■ **BRIEF**
Write out each record exactly as given, but do not include the pictures.

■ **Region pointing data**
-- -- --

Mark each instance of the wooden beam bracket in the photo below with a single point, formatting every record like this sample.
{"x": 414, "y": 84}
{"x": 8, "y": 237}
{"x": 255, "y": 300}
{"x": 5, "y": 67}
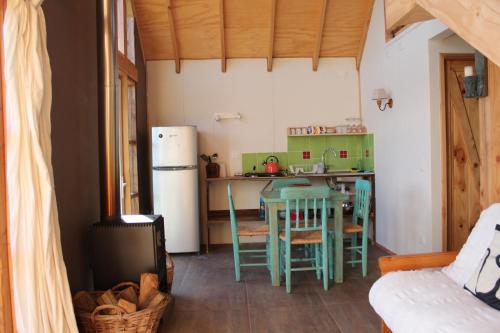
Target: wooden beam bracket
{"x": 319, "y": 36}
{"x": 222, "y": 37}
{"x": 173, "y": 37}
{"x": 271, "y": 37}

-- -- --

■ **OUTPUT**
Mark each instance of the wooden beam bracket in the photo below with a single point, formatting every record like this sample.
{"x": 414, "y": 84}
{"x": 8, "y": 237}
{"x": 255, "y": 300}
{"x": 5, "y": 67}
Target: wooden beam bracket
{"x": 319, "y": 36}
{"x": 222, "y": 37}
{"x": 173, "y": 37}
{"x": 271, "y": 37}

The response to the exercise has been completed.